EXERCISE DIRECTIONS >> Render the lines of the material below, from the line containing "target: uniformed man standing at attention" through the line containing "172L162 167L162 139L165" (both included), as a JSON list of strings. Each line becomes one string, and blank lines are left out.

** start of ENTRIES PROVIDED **

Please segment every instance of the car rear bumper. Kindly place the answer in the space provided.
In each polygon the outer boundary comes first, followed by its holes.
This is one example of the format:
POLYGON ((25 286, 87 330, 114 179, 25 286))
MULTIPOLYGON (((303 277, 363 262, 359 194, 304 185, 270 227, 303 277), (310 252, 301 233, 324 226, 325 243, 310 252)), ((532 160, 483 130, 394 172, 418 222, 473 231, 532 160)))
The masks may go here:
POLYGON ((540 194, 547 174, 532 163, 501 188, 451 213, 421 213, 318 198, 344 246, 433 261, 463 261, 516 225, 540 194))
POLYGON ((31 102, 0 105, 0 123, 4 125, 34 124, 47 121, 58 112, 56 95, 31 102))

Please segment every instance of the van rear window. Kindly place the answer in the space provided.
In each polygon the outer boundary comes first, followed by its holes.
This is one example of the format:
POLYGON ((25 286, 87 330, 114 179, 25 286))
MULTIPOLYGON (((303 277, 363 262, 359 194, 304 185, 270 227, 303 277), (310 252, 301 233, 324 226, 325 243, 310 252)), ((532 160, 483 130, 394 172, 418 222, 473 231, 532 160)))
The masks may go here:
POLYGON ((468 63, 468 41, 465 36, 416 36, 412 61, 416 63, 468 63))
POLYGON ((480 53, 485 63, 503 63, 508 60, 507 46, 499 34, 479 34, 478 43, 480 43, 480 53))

** end of ENTRIES PROVIDED **
** start of ENTRIES PROVIDED **

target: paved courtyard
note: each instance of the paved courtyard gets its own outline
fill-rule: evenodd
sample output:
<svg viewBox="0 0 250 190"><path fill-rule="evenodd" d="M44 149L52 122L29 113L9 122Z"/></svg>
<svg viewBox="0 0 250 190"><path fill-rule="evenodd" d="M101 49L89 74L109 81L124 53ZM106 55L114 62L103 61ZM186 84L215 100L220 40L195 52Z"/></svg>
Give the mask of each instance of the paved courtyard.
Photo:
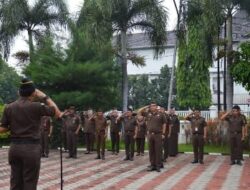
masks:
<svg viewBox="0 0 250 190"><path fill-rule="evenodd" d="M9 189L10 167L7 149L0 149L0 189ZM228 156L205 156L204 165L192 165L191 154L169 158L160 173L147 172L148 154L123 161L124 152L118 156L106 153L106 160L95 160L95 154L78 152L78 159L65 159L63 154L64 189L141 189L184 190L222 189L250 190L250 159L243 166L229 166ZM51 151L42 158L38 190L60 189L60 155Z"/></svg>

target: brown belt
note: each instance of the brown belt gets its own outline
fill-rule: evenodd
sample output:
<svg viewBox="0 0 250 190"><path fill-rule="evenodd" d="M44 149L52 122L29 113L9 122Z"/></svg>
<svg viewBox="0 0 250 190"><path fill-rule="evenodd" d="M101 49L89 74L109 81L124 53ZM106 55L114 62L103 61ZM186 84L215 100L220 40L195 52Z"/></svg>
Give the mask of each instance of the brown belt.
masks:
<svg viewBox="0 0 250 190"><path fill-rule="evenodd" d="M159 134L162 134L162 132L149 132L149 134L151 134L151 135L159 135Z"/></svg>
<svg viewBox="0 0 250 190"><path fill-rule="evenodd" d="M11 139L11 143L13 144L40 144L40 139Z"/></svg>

** end of ENTRIES PROVIDED **
** start of ENTRIES PROVIDED **

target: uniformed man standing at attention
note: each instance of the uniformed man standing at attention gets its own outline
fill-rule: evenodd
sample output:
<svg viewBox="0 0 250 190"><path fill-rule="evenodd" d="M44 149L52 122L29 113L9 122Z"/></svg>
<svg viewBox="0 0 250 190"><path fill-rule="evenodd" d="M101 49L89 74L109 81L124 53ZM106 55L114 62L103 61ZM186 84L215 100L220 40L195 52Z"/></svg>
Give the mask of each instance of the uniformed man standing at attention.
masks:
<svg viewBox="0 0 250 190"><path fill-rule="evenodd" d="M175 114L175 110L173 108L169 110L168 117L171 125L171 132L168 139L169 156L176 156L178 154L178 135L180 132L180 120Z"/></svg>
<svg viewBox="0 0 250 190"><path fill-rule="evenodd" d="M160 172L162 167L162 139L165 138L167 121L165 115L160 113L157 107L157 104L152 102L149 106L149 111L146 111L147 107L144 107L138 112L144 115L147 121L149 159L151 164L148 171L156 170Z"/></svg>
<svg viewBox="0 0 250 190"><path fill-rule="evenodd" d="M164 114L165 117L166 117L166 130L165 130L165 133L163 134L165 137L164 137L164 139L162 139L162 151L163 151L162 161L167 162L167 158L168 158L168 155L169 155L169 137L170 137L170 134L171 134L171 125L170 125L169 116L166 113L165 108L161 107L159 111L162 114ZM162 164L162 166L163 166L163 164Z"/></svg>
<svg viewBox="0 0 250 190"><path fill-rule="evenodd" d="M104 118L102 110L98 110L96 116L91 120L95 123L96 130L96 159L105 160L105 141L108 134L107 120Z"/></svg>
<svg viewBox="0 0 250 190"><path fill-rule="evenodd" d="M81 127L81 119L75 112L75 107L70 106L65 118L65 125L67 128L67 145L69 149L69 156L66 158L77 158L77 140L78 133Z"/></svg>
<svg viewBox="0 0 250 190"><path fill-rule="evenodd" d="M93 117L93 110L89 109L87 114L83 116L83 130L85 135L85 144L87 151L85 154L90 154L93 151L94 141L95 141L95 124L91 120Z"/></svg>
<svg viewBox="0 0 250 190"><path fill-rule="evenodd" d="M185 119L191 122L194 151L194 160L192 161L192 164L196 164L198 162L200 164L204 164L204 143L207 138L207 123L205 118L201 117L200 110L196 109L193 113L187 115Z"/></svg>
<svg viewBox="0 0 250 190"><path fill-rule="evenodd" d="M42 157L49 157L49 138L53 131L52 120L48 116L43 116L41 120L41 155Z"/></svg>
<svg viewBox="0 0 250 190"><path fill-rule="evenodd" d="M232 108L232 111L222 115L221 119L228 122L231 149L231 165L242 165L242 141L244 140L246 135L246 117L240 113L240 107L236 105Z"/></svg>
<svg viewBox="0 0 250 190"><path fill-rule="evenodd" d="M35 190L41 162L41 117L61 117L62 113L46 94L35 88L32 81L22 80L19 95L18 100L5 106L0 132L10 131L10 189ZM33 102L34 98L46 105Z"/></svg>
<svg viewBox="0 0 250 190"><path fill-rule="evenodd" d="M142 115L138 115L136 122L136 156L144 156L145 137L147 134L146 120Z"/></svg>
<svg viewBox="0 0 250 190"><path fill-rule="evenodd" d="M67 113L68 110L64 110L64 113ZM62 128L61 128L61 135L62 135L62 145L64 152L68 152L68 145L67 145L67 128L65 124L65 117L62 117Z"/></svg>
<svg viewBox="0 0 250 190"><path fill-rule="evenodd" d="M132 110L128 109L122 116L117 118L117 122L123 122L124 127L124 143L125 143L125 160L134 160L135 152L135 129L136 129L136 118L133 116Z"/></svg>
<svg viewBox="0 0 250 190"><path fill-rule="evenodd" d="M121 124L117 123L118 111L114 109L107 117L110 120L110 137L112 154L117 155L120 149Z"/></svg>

** end of ENTRIES PROVIDED **

SOLUTION >>
[
  "target: uniformed man standing at attention",
  "note: each instance of the uniformed man standing at attention gets its own outline",
  "fill-rule: evenodd",
  "sample output:",
  "<svg viewBox=\"0 0 250 190\"><path fill-rule=\"evenodd\" d=\"M44 149L52 122L29 113L9 122Z\"/></svg>",
  "<svg viewBox=\"0 0 250 190\"><path fill-rule=\"evenodd\" d=\"M101 49L89 74L109 81L124 53ZM106 55L114 62L103 61ZM186 84L215 100L220 40L195 52Z\"/></svg>",
  "Give the mask of each instance of the uniformed man standing at attention.",
  "masks:",
  "<svg viewBox=\"0 0 250 190\"><path fill-rule=\"evenodd\" d=\"M175 114L175 110L173 108L169 110L168 117L171 125L171 132L168 139L169 156L176 156L178 154L178 135L180 132L180 120Z\"/></svg>",
  "<svg viewBox=\"0 0 250 190\"><path fill-rule=\"evenodd\" d=\"M160 172L162 167L162 139L165 138L167 121L165 115L160 113L157 107L157 104L152 102L149 106L149 111L146 111L147 107L144 107L138 112L144 115L147 121L149 159L151 164L148 171L156 170Z\"/></svg>"
]